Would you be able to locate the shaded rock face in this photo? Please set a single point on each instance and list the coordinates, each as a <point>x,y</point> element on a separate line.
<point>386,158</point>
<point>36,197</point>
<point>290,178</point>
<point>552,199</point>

▶ [Aim of the exercise] Word for word, copy out the data.

▶ [Answer box]
Would you be able to locate the shaded rock face in this photo? Please set a single point on each instance and list the coordinates, each as a <point>x,y</point> element on a separate line.
<point>386,158</point>
<point>36,197</point>
<point>290,178</point>
<point>552,199</point>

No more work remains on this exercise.